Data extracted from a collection
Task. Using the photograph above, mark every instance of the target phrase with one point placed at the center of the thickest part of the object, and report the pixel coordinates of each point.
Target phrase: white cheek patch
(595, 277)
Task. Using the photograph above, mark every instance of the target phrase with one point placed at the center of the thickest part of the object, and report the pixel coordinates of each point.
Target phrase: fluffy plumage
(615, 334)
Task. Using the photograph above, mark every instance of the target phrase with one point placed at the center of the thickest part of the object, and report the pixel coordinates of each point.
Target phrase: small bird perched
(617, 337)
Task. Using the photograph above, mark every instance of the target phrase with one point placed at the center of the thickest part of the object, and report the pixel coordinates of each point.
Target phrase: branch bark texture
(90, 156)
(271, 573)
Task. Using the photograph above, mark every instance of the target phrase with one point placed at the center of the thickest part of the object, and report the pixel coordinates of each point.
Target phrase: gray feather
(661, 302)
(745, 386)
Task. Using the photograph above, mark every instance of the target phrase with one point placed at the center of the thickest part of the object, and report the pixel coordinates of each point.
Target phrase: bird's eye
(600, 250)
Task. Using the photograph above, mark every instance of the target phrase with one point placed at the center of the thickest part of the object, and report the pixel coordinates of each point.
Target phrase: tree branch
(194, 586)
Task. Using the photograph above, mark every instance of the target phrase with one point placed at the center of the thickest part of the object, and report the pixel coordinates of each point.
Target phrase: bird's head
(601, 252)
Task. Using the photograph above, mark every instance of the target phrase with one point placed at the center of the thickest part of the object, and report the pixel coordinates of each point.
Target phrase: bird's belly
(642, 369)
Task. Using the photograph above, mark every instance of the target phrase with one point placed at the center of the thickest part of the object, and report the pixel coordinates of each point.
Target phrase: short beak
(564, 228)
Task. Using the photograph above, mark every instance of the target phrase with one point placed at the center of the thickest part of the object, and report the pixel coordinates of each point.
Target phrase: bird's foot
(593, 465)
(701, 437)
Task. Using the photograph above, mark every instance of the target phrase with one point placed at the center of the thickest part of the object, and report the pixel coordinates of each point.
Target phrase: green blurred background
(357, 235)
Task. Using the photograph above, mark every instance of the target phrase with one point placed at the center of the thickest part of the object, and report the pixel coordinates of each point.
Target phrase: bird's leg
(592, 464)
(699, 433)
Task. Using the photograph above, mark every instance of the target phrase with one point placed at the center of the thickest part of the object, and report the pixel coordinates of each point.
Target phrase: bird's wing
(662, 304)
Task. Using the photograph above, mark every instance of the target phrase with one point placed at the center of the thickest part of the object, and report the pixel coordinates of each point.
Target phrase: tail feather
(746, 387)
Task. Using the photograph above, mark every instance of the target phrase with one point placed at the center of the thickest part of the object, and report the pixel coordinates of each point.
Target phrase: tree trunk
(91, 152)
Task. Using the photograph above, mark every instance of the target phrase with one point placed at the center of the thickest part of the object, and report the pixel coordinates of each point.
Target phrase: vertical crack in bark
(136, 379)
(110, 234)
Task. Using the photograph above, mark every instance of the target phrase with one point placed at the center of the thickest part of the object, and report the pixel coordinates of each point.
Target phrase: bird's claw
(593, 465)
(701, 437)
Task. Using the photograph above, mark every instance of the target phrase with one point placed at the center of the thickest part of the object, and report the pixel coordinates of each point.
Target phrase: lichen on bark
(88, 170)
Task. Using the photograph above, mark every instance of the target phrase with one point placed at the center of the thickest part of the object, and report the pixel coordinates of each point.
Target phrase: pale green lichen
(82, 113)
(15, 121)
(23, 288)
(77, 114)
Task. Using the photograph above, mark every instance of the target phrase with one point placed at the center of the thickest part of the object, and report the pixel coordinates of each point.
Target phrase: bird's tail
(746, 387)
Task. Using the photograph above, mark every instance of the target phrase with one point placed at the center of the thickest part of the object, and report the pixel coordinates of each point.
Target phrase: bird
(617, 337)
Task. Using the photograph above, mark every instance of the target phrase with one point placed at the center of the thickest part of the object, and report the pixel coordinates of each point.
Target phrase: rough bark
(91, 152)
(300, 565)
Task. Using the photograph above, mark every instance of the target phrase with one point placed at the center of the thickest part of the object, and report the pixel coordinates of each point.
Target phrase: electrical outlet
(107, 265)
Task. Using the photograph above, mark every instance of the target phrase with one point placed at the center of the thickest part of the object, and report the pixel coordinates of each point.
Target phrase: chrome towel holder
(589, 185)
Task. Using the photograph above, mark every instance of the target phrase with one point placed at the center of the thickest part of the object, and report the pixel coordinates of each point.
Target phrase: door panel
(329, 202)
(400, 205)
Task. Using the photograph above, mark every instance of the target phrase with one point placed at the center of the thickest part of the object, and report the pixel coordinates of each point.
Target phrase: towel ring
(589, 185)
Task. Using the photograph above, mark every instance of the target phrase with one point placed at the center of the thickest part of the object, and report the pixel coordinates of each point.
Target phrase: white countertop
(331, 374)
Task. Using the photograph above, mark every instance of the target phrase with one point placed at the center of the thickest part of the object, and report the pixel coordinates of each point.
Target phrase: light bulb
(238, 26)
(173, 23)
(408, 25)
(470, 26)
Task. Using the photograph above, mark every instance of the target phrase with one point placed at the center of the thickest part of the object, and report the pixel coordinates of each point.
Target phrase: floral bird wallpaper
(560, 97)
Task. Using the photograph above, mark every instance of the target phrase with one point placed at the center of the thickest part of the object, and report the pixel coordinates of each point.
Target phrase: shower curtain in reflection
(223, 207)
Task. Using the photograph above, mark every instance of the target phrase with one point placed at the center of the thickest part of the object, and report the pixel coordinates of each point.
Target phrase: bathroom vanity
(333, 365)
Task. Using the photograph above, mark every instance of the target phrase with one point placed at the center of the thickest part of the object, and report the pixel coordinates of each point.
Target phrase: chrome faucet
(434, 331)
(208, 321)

Instructions for the task
Nothing in the data may be left out. Copy all of it exactly.

Your solution
Task. Using the photograph above, mark every instance of the target phrase with one point placed at the center of the thickest part of the object, and report the pixel coordinates of each point.
Target phrase: white cheek patch
(595, 277)
Task. Using the photograph above, mark every instance of the target phrase with one point placed at the center of the thickest part of the object, and report the pixel coordinates of each point.
Target phrase: fluffy plumage
(615, 334)
Task. Using the photograph above, mark every instance of the target phrase with one point placed at the center of the thickest part of the object, and report the pixel coordinates of each point.
Target phrase: small bird perched
(617, 337)
Task. Using the photograph above, mark every instance of the target phrase with one point placed at the center of the thickest part of the object, and report the pixel coordinates of each point.
Target phrase: branch bark texture
(90, 156)
(271, 573)
Task. Using the photograph above, mark every instance of the target phrase with one point placed at the center of the thickest part of the object, and report the pixel coordinates of each point.
Target phrase: gray feather
(661, 302)
(745, 386)
Task. Using the photograph above, mark every instance of the target phrase with one point placed at the center of the thickest part of the object, and report the pixel coordinates of each point.
Target phrase: bird's eye
(600, 250)
Task. Using the photograph above, mark every instance of the target phrase with one point placed at the center of the thickest part of the object, and report the pixel coordinates of each point.
Target phrase: tree branch
(194, 586)
Task. Using the photograph above, mark every instance of the target phrase with one point placed at the center of the thickest part of the object, and report the pixel coordinates of each point.
Target phrase: bird's head
(601, 252)
Task. Using the photograph above, mark every instance of the target phrase with one point placed at the center of the thickest part of the object, and report the pixel coordinates of each point.
Target phrase: bird's belly
(642, 369)
Task. Using the photograph above, mark every instance of the target phrase with one point placed at the center of the thickest part of the object, and report the pixel coordinates of each point.
Target phrase: short beak
(564, 228)
Task. Using the photograph above, mark every instance of the target phrase with one point placed at the center of the thickest part of the object, and report the pixel coordinates of each point.
Target phrase: bird's foot
(593, 465)
(701, 437)
Task. Using the photograph above, mark every instance of the target phrase with one point placed at the center of the thickest part of the object, and report the pixel coordinates of each point.
Target phrase: green blurred background
(357, 235)
Task. Using the photograph above, mark every instance of the target phrase with one point placed at the center of the thickest part of the object, and report the pixel coordinates of each point.
Target phrase: bird's leg
(592, 464)
(699, 433)
Task. Using the photograph above, mark every instance of the target phrase with one point placed at the center of the thickest part of the object, and report the pixel coordinates of each point.
Target phrase: bird's wing
(662, 304)
Task. Using the photograph above, mark every instance of the target phrase with one point placed at the center of the thickest part of the object, and report the pixel coordinates of each point.
Target phrase: tail feather
(746, 387)
Task. Using the photograph above, mark every instance of the target phrase with one point placed at the center of the thickest part of the object, and report the pixel coordinates of each point.
Target phrase: tree trunk
(91, 152)
Task. Using the photograph above, mark every instance of the target phrase with one point placed at the center of the thickest part of the object, and report the pixel coordinates of each point.
Target phrase: vertical crack in bark
(136, 379)
(110, 234)
Task. Using the photograph above, mark every instance of the target phrase with one point placed at the center of the thickest part of the object, and report the pixel coordinates of each point.
Target phrase: bird's claw
(593, 465)
(701, 437)
Task. Using the photograph above, mark every instance of the target phrase with one point placed at the center of the thickest part of the object, and report the pixel coordinates of each point.
Target phrase: lichen on bark
(88, 170)
Task. Using the photograph above, mark every instance of the target phrase with one point placed at the center of the thickest part of the object, and report the pixel coordinates of each point.
Target phrase: pale green lichen
(82, 113)
(15, 121)
(23, 288)
(77, 114)
Task. Using the photograph above, mark every instance of the target phrase with one point placed at the center of the thickest part of the object, and report the pixel coordinates of each point.
Target phrase: bird's tail
(746, 387)
Task. Using the photograph above, mark every instance of the target phrase with one point placed at the center of the thickest part of the object, and report the pixel coordinates of each point.
Target phrase: bird
(617, 337)
Task. Using the photograph above, mark every instance of the target phrase with one point placed at the center of the thickest part of the object, and report the pixel coordinates of each point.
Target phrase: rough bark
(91, 152)
(300, 565)
Task. Using the photograph above, mark every instance of the target phrase with one point placed at the center of the thickest part of the object, and report the pixel coordinates of each point.
Target phrase: electrical outlet
(107, 265)
Task. Using the photograph above, mark every instance of the target phrase with one point placed at the center of the thickest part of the object, and report the pixel coordinates of each point.
Target phrase: chrome towel holder
(589, 185)
Task. Using the photograph above, mark every instance of the target phrase with one point placed at the center of the thickest part of the object, and report the pixel coordinates of each point.
Target phrase: door panel
(329, 202)
(400, 205)
Task. Using the photograph above, mark every instance of the target phrase with one point placed at the center of the thickest part of the object, and report the pixel coordinates of each point.
Target phrase: towel ring
(589, 185)
Task. Using the photograph above, mark every instance of the target phrase with one point placed at the center of the thickest part of the object, and report the pixel coordinates of each point.
Target phrase: white countertop
(331, 374)
Task. Using the photograph above, mark every instance of the target phrase with one point placed at the center of the thickest part of the object, and report the pixel coordinates of each point.
Target phrase: light bulb
(238, 26)
(173, 23)
(408, 25)
(470, 26)
Task. Using the photograph above, mark every instance of the target phrase with one point placed at the center of the thickest part of the object, and report the pixel coordinates of each point.
Target phrase: floral bird wallpaper
(560, 97)
Task. Using the photograph above, mark every instance of the target phrase with one point placed at the center of the thickest part of the object, and report the pixel coordinates of each point.
Target phrase: shower curtain in reflection
(223, 207)
Task. Using the photograph above, mark every instance of the target phrase with one point placed at the center of the thickest part of the object, and report the pixel coordinates of each point.
Target phrase: bathroom vanity
(333, 365)
Task. Using the photograph above, mark every instance of the target phrase with one point placed at the center of the thickest part of the object, and report the pixel coordinates of each point.
Target phrase: chrome faucet
(434, 331)
(208, 321)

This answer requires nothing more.